◆ To do:
Go through the records below and copy out every line holding "instance".
____
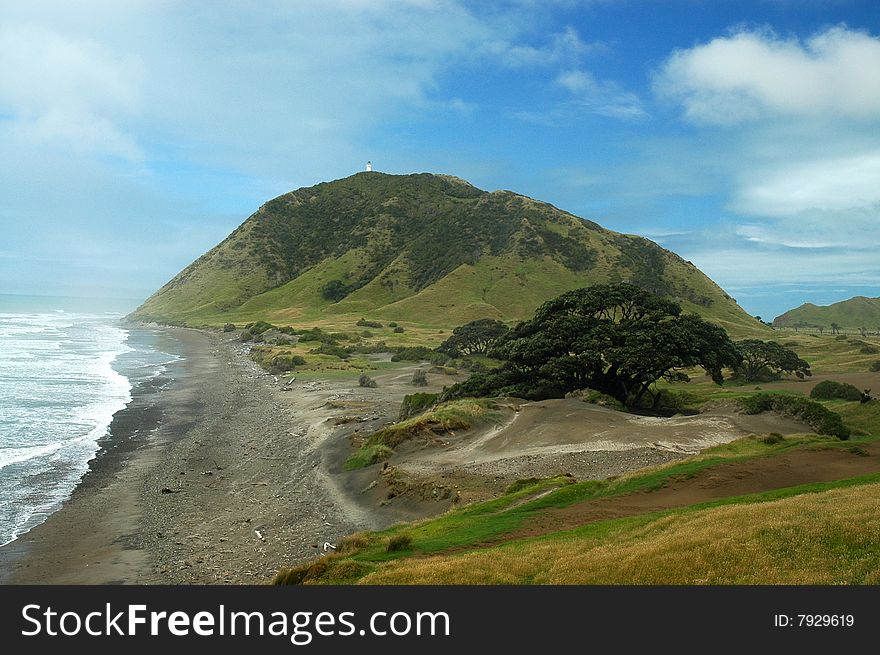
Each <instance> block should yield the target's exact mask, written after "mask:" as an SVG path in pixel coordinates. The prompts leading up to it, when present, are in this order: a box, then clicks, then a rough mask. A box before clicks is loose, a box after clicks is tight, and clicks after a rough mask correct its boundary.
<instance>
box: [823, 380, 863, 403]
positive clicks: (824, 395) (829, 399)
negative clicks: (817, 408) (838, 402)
mask: <svg viewBox="0 0 880 655" xmlns="http://www.w3.org/2000/svg"><path fill="white" fill-rule="evenodd" d="M810 398H815V399H816V400H835V399H837V398H840V399H842V400H861V399H862V392H861V391H859V390H858V389H857V388H856V387H854V386H853V385H851V384H848V383H846V382H835V381H834V380H822V381H821V382H820V383H819V384H817V385H816V386H815V387H813V390H812V391H811V392H810Z"/></svg>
____
◆ Task solution:
Each <instance> block should yield the target's exact mask, written after "mask:" as an SVG path in pixel coordinates. The prompts leading up to it, when present, are in this order: a box, then clicks, then a rough mask. A box before clicks is loose, a box after clicks is tight, and clicks after a rough mask correct its boundary.
<instance>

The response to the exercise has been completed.